Given exercise - Copy every one of the rows below word for word, with nothing changed.

═══ Dataset excerpts

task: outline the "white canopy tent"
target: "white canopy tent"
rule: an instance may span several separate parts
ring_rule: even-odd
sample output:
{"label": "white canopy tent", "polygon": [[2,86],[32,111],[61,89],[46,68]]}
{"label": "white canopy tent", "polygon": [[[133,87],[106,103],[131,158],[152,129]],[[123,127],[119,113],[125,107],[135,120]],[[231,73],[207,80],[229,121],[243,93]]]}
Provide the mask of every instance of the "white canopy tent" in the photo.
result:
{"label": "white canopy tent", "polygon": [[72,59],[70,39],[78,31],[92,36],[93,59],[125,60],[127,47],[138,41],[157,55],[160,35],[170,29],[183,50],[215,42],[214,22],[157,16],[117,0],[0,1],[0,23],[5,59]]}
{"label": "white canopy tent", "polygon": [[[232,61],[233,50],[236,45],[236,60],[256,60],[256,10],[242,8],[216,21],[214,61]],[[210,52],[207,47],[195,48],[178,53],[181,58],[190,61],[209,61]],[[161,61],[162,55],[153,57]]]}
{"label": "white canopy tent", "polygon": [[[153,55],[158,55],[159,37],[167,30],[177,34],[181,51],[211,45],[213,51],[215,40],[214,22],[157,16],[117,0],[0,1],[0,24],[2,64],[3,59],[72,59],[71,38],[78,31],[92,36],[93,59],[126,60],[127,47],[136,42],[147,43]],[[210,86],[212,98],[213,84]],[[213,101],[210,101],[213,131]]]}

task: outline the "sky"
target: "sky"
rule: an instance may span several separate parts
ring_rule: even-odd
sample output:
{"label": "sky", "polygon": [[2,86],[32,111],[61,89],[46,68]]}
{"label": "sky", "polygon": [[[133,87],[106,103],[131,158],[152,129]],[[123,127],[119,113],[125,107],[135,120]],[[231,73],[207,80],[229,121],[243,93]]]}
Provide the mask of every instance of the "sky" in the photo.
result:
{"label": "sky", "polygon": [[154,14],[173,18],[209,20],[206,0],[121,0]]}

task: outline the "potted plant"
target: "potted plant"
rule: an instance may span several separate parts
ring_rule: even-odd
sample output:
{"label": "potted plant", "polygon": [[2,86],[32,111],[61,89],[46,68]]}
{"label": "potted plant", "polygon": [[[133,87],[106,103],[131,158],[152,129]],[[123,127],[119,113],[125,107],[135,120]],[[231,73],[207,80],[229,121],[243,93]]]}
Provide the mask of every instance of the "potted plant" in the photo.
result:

══════

Written response -
task: outline the "white canopy tent"
target: "white canopy tent"
rule: an instance may span several separate parts
ring_rule: even-odd
sample output:
{"label": "white canopy tent", "polygon": [[2,86],[32,111],[61,89],[46,68]]}
{"label": "white canopy tent", "polygon": [[[133,87],[106,103],[131,158],[152,129]],[[123,127],[119,113],[125,107],[135,120]],[[231,73],[207,80],[229,121],[243,93]]]}
Provide the mask of every instance of the "white canopy tent" in the photo.
result:
{"label": "white canopy tent", "polygon": [[72,59],[70,39],[78,31],[92,36],[93,59],[125,60],[127,47],[138,41],[157,55],[160,35],[170,29],[183,50],[215,42],[214,22],[157,16],[117,0],[0,1],[0,23],[5,59]]}
{"label": "white canopy tent", "polygon": [[[232,61],[233,50],[236,45],[236,60],[256,60],[256,10],[242,8],[216,21],[214,61]],[[210,52],[207,47],[195,48],[178,53],[181,58],[190,61],[209,61]],[[161,61],[162,55],[153,57]]]}
{"label": "white canopy tent", "polygon": [[[153,55],[158,55],[159,37],[167,30],[177,34],[181,51],[211,45],[213,51],[215,40],[214,22],[157,16],[117,0],[0,1],[0,24],[2,64],[3,59],[72,59],[71,38],[78,31],[92,36],[93,59],[126,60],[127,47],[136,42],[147,43]],[[210,86],[212,98],[213,84]],[[213,101],[210,101],[213,131]]]}

task: outline the "sky"
target: "sky"
rule: an instance may span several separate parts
ring_rule: even-odd
sample output:
{"label": "sky", "polygon": [[2,86],[32,111],[61,89],[46,68]]}
{"label": "sky", "polygon": [[[133,87],[106,103],[131,158],[152,129]],[[123,127],[119,113],[125,107],[135,120]],[[231,73],[207,80],[229,121],[243,93]]]}
Provide the mask of every instance of the "sky" in the photo.
result:
{"label": "sky", "polygon": [[154,14],[173,18],[209,20],[206,0],[121,0]]}

task: outline the "potted plant"
target: "potted plant"
rule: an instance may span several separate parts
ring_rule: even-odd
sample output:
{"label": "potted plant", "polygon": [[2,86],[32,111],[61,89],[46,68]]}
{"label": "potted plant", "polygon": [[[133,87],[106,103],[131,158],[152,129]],[[123,127],[119,113],[125,107],[135,120]],[[231,73],[207,80],[229,121],[243,93]]]}
Provide the mask of every instance of the "potted plant" in the photo.
result:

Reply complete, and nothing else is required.